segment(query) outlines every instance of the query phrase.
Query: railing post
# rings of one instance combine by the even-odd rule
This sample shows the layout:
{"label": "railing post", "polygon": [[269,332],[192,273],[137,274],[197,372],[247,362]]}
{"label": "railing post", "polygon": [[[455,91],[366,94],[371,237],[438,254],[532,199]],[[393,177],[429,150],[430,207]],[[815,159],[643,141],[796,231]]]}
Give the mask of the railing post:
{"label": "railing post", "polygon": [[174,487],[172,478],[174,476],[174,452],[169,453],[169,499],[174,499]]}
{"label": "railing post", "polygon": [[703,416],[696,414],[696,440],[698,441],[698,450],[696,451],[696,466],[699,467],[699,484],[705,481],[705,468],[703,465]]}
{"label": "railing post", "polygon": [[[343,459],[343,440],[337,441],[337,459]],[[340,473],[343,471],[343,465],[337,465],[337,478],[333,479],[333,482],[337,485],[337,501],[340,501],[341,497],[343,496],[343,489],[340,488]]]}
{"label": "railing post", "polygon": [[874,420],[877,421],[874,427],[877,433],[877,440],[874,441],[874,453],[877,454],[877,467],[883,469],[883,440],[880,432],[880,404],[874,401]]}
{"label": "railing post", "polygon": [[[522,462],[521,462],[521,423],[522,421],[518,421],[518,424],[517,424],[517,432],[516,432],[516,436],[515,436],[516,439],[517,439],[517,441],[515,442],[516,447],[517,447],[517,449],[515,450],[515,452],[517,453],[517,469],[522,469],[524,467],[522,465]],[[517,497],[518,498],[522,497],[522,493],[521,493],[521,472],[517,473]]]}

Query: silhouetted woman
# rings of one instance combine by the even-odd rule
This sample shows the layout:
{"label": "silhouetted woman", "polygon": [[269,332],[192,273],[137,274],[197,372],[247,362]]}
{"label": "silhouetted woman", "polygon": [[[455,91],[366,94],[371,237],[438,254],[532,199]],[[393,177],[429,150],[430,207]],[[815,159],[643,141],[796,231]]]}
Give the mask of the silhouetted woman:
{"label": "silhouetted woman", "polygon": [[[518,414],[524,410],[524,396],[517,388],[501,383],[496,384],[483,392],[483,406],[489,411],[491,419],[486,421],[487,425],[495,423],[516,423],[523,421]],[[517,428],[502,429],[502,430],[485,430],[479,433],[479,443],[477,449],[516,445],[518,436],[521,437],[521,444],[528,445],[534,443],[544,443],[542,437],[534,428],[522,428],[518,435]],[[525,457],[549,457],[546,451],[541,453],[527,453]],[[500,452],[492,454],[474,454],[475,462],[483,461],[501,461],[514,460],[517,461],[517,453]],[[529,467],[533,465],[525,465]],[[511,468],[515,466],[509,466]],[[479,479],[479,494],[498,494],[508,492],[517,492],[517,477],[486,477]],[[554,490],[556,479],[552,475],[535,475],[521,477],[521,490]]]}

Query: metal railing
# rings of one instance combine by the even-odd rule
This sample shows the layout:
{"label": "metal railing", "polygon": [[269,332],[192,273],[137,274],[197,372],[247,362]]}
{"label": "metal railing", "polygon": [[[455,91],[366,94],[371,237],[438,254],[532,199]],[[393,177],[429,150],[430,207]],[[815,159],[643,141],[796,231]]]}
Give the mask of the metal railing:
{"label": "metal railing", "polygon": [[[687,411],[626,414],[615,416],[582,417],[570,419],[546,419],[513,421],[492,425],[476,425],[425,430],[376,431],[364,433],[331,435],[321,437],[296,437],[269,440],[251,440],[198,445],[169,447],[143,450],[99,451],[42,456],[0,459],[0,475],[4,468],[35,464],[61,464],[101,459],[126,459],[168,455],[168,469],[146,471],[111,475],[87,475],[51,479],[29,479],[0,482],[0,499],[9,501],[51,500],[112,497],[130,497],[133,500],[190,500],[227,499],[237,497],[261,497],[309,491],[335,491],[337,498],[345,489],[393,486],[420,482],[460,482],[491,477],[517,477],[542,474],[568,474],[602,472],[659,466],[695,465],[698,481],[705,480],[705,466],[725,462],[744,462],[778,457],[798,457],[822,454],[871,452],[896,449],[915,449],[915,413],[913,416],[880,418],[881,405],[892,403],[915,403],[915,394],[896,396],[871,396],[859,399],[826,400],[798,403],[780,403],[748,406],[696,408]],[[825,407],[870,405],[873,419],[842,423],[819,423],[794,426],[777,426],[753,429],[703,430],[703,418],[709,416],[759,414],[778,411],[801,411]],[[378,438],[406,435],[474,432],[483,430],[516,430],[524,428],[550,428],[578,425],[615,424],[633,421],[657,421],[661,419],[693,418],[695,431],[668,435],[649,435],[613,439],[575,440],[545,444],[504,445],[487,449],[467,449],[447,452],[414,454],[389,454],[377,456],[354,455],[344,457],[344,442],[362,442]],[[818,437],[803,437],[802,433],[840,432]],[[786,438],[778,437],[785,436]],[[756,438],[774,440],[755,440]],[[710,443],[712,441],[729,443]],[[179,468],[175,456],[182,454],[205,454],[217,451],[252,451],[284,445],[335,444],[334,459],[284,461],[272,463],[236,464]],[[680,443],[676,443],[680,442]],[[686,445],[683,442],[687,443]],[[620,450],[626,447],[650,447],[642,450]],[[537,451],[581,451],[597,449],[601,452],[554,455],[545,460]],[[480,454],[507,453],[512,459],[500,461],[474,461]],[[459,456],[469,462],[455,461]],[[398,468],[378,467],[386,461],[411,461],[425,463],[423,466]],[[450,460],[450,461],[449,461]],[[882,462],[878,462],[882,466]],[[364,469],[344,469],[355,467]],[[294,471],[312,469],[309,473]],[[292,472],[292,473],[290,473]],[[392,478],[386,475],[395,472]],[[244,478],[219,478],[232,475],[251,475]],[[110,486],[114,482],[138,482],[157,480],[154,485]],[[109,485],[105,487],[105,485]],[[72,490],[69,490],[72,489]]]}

....................

• Required task: Arrange the lines above as a JSON list of strings, one string per line, leaving out blank lines.

• In response:
[
  "segment(query) outlines every instance of the query phrase.",
  "Query: railing post",
  "# rings of one instance combine by the even-odd rule",
  "This sample shows the layout:",
  "{\"label\": \"railing post\", \"polygon\": [[269,332],[192,273],[137,274],[197,372],[247,362]]}",
  "{\"label\": \"railing post\", \"polygon\": [[[455,91],[366,94],[371,237],[438,254],[532,199]],[[393,177],[429,150],[430,207]],[[815,159],[643,141],[796,231]]]}",
  "Give the mask of the railing post:",
  "{\"label\": \"railing post\", \"polygon\": [[174,487],[172,478],[174,476],[174,452],[169,453],[169,499],[174,499]]}",
  "{\"label\": \"railing post\", \"polygon\": [[703,416],[696,414],[696,440],[698,441],[698,450],[696,451],[696,466],[699,467],[699,484],[705,481],[705,468],[703,465]]}",
  "{\"label\": \"railing post\", \"polygon\": [[[343,459],[343,440],[337,441],[337,459]],[[340,473],[343,471],[343,465],[337,465],[337,478],[333,479],[333,482],[337,485],[337,501],[340,501],[341,497],[343,496],[343,489],[340,488]]]}",
  "{\"label\": \"railing post\", \"polygon\": [[874,420],[877,421],[874,427],[877,433],[877,440],[874,441],[874,453],[877,454],[877,467],[883,469],[883,440],[880,432],[880,404],[874,401]]}",
  "{\"label\": \"railing post\", \"polygon\": [[[522,462],[521,462],[521,423],[522,421],[518,421],[518,424],[517,424],[517,432],[516,432],[516,436],[515,436],[516,439],[517,439],[517,441],[515,442],[516,447],[517,447],[517,449],[515,450],[515,452],[517,453],[517,469],[522,469],[524,467],[522,465]],[[517,497],[518,498],[522,497],[522,493],[521,493],[521,472],[517,473]]]}",
  "Query: silhouetted woman",
  "# rings of one instance combine by the even-odd rule",
  "This sample shows the layout:",
  "{\"label\": \"silhouetted woman\", \"polygon\": [[269,332],[192,273],[137,274],[197,372],[247,362]]}",
  "{\"label\": \"silhouetted woman\", \"polygon\": [[[455,91],[366,94],[371,237],[438,254],[532,199]],[[393,177],[429,150],[430,207]],[[815,159],[643,141],[796,231]]]}",
  "Give the mask of the silhouetted woman:",
  "{\"label\": \"silhouetted woman\", \"polygon\": [[[518,414],[524,410],[524,396],[517,388],[501,383],[496,384],[483,392],[483,406],[489,411],[491,419],[486,421],[487,425],[495,423],[516,423],[523,421]],[[517,428],[502,429],[502,430],[485,430],[479,433],[479,443],[477,449],[516,445],[518,436],[521,437],[521,444],[528,445],[534,443],[544,443],[542,437],[534,428],[522,428],[518,435]],[[525,457],[549,457],[546,451],[541,453],[527,453]],[[500,452],[492,454],[474,454],[475,462],[483,461],[501,461],[514,460],[517,461],[517,453]],[[529,467],[533,465],[525,465]],[[511,468],[515,466],[509,466]],[[479,479],[479,494],[498,494],[508,492],[517,492],[517,477],[486,477]],[[554,490],[556,479],[552,475],[535,475],[521,477],[521,490]]]}",
  "Query: metal railing",
  "# rings of one instance combine by the even-odd rule",
  "This sample shows the layout:",
  "{\"label\": \"metal railing\", \"polygon\": [[269,332],[192,273],[137,274],[197,372],[247,362]]}",
  "{\"label\": \"metal railing\", \"polygon\": [[[455,91],[366,94],[371,237],[438,254],[532,199]],[[393,177],[429,150],[430,207]],[[815,159],[643,141],[796,231]]]}",
  "Give the mask of the metal railing:",
  "{\"label\": \"metal railing\", \"polygon\": [[[687,411],[626,414],[615,416],[582,417],[570,419],[546,419],[513,421],[492,425],[476,425],[425,430],[376,431],[364,433],[331,435],[321,437],[296,437],[269,440],[251,440],[198,445],[169,447],[143,450],[99,451],[42,456],[0,459],[0,475],[4,468],[35,464],[61,464],[101,459],[126,459],[168,455],[168,469],[146,471],[111,475],[87,475],[51,479],[29,479],[0,482],[0,499],[9,501],[51,500],[112,497],[130,497],[133,500],[190,500],[227,499],[237,497],[261,497],[309,491],[335,491],[337,498],[345,489],[393,486],[420,482],[460,482],[491,477],[517,477],[542,474],[568,474],[602,472],[659,466],[695,465],[698,481],[705,480],[705,466],[725,462],[744,462],[778,457],[798,457],[822,454],[871,452],[896,449],[915,449],[915,413],[913,416],[880,418],[881,405],[892,403],[915,403],[915,394],[896,396],[871,396],[859,399],[826,400],[798,403],[780,403],[748,406],[696,408]],[[825,407],[870,405],[873,419],[842,423],[819,423],[794,426],[777,426],[753,429],[703,430],[703,418],[709,416],[759,414],[778,411],[801,411]],[[378,438],[406,435],[474,432],[483,430],[516,430],[524,428],[550,428],[578,425],[615,424],[633,421],[657,421],[661,419],[693,418],[695,431],[668,435],[649,435],[613,439],[575,440],[545,444],[504,445],[487,449],[467,449],[447,452],[414,454],[389,454],[377,456],[354,455],[344,457],[344,442],[362,442]],[[818,437],[803,437],[802,433],[840,432]],[[786,438],[778,437],[785,436]],[[756,438],[774,440],[755,440]],[[710,443],[712,441],[729,443]],[[179,468],[175,456],[182,454],[205,454],[217,451],[252,451],[284,445],[335,444],[334,459],[284,461],[272,463],[236,464]],[[680,443],[676,443],[680,442]],[[686,445],[683,442],[687,443]],[[620,450],[626,447],[650,447],[642,450]],[[537,451],[581,451],[597,449],[601,452],[554,455],[545,460]],[[480,454],[507,453],[512,459],[500,461],[474,461]],[[459,456],[469,462],[455,461]],[[398,468],[378,467],[386,461],[411,461],[425,463],[423,466]],[[450,460],[450,461],[449,461]],[[882,462],[878,462],[882,466]],[[364,469],[344,469],[355,467]],[[294,471],[312,469],[309,473]],[[292,472],[292,473],[290,473]],[[392,478],[386,475],[395,472]],[[244,478],[219,478],[232,475],[251,475]],[[110,486],[114,482],[138,482],[157,480],[154,485]],[[109,485],[105,487],[105,485]],[[72,490],[69,490],[72,489]]]}"
]